* Document segment:

-*-

Back to Nature Aquariumguide, Kjell Froman, ISBN 0-9668255-2-7 The book is 192 pages. The first 47 pages are a guide to setup, maintenance, and covers everything from algae to water, and a buying guide. The book is broken down into 16 sections, and a index. Each section Has name, family, trade name, range, temp, water, size, aquarium size, difficulty, and comments, also has section on plants. I think some of the scientific name have changed thou, but great pictures of fish and plants. I found this book to be ok on info, good on pictures.

Encyclopedia of Aquarium & Pond Fish, David Alderton, ISBN 978-0-7566-0941-2 The book is 400 pages. This book is broken down into 9 sections fishkeeping, freshwater fish (what to consider, setup, maintenance, illness, treatment, and breeding), freshwater fish (species), freshwater plants, marine fish (what to consider, setup, maintenance, illness, treatment, and breeding), marine fish (species), marine invertebrates, pond fish (what to consider, setup, maintenance, illness, treatment, and breeding), pond fish (species), and pond plants. I found this book to be very helpful, It covers just about everything you need to setup and maintain your aquarium. great pictures and really useful information, Not as many species as other books but I give this book at least a 10 out of ten.

The Complete Aquarium, Peter W. Scott, ISBN 0-7894-0013-8 The book is 192 pages. This book is broken down into 11 sections, introduction, the natural environment, the fish, the freshwater aquarium, the brackish water aquarium, the marine aquarium, tank and water management, feeding,breeding and healthcare, appendix, glossary, and index. This book guides you through all the steps to setup your tank no matter what type of tank you want to setup. In each section there are sub-sections planning, essential equipment, ingredients, building the tank, suitable fish, and the finished tank. the first 45 pages are full of (IMO) very useful information from the environment to fish origins to the impact man has had on fish. I really like this book great pictures great information great book.

500 Freshwater Aquarium Fish, Greg Jennings, ISBN-13: 978-1554071678 ISBN-10: 1554071674 The book is 528 pages. This book is broken down into 15 sections what is a fish, cichlids, catfish, cyprinids, characoids, loaches and suckers, gouramis and relatives, rainbows and blue-eyes, killifish, livebearers, miscellaneous fish, glossary, further reading, useful web sites, and index. Each section is broken dowen into other common names, synonym, distribution, size, behavior, diet, aquarium, breeding, and a discription.This is a book that I like alot very useful and great pictures and layout. 10 out of ten for species.

Hope some of this info helps you to choose books.


----------



## Pasfur

I like this idea. Maybe it should become a permanent thread? 

For the marine hobbyist....

Martin Moe, "Marine Aquarium Reference, Systems and Invertebrates".
A bit outdated, but this is the original bible of the marine hobby and a must read. 90% of the information is timeless, with detailed sections on everything from water chemistry to building your own aquariums and filters.

Jullian Sprung / Charles Delbeck, "The Reef Aquarium Book".
This comes in 3 volumes and is quite expensive. Most hobbyists consider these to be the best series of books for the marine reef aquarium ever written. A wonderful Christmas present.

Robert Fenner, "The Conscientious Marine Aquarist".
Written more for the beginner, this is an excellent starter book at a very affordable price. If you are looking to set up your first saltwater aquarium and want to get off to the right start, this is the book for you.


----------

-*-

(Object position labeling entries)

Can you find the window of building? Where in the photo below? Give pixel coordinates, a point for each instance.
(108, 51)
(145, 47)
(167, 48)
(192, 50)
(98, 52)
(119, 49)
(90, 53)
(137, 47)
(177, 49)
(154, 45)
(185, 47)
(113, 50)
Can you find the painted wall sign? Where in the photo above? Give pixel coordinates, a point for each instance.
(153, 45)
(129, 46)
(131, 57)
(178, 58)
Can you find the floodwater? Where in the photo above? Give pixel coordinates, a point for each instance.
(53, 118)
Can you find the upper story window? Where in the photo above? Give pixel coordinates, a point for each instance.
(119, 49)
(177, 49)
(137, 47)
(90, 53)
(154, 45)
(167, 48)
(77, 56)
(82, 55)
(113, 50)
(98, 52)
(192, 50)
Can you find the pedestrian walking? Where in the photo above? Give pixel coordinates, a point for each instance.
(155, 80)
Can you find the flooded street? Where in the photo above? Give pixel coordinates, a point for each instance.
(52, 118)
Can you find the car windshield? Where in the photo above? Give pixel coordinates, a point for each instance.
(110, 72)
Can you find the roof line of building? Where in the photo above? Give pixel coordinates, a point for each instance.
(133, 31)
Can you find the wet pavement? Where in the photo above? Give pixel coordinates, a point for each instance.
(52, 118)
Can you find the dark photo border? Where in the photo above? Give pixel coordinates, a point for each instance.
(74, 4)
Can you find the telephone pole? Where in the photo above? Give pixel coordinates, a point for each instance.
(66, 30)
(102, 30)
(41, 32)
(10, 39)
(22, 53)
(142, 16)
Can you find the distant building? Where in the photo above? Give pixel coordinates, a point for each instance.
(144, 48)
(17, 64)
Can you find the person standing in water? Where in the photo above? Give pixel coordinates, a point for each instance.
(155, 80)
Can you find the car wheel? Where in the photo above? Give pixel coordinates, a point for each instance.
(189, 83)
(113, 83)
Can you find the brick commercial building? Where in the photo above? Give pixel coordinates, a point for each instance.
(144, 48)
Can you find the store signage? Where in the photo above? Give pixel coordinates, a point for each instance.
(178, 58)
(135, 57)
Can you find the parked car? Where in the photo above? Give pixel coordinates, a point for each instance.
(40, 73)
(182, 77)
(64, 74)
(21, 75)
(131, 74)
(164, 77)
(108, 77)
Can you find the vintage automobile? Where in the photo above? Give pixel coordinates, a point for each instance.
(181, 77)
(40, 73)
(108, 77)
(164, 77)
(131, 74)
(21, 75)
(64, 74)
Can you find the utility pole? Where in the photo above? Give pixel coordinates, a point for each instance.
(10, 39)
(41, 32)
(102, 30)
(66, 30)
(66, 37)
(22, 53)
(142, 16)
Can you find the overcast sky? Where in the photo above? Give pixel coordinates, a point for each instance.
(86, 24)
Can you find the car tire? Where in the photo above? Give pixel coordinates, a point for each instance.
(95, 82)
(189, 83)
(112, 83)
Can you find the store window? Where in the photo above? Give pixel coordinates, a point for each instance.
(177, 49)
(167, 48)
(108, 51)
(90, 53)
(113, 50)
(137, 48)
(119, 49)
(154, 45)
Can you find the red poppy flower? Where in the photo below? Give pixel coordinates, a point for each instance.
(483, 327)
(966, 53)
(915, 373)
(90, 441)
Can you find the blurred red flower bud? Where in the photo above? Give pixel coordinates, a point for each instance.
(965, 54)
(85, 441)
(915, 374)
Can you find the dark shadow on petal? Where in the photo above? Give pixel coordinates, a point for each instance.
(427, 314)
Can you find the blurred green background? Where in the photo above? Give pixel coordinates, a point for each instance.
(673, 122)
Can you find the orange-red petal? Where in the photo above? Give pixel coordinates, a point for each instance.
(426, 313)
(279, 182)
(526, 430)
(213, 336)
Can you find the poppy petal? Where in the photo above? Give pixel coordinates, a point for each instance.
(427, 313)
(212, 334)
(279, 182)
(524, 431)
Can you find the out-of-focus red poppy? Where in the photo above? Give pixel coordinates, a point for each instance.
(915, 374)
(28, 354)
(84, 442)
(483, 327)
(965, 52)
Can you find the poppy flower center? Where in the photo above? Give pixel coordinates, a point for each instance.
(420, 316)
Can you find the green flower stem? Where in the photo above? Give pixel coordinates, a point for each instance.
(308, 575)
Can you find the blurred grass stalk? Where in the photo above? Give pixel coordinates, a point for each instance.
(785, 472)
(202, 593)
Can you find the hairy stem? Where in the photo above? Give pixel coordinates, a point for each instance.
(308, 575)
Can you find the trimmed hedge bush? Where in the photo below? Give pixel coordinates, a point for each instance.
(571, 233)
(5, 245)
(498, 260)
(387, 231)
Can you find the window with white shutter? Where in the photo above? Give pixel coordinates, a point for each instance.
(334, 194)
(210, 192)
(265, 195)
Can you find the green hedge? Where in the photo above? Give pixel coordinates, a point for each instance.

-*-

* The task:
Answer these from the forum thread on aquarium books:
(a) How many pages does The Complete Aquarium have?
(b) How many volumes make up "The Reef Aquarium Book"?
(c) What share of the information in Martin Moe's book is called timeless?
These entries come from a separate source and are unrelated to the forum thread.

* Answer for this exercise:
(a) 192 pages
(b) 3 volumes
(c) 90%